◆ Given task
Count the lines in the rows below that contain the string "photo", and reply with only that number.

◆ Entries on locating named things
* * * * *

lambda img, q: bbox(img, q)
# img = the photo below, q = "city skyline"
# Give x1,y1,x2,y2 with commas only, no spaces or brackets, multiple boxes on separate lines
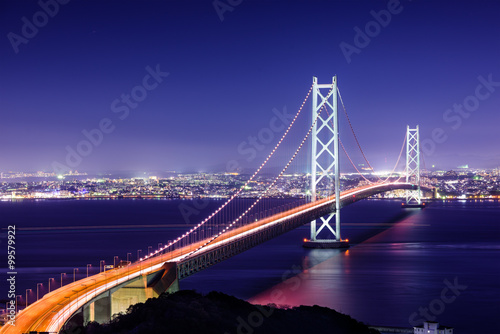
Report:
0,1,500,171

* * * * *

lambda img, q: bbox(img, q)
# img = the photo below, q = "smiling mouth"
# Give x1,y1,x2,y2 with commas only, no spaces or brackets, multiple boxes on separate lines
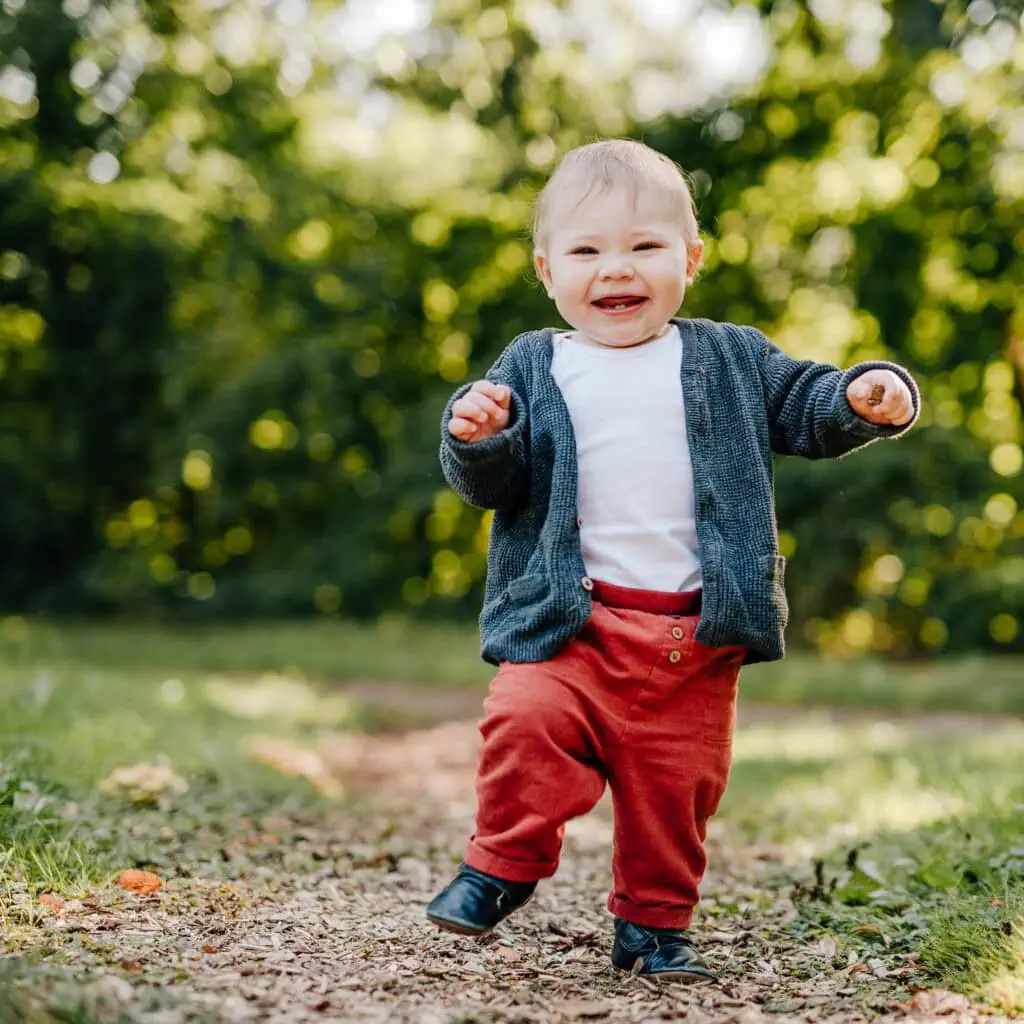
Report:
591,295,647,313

* * * * *

◆ Correct answer
2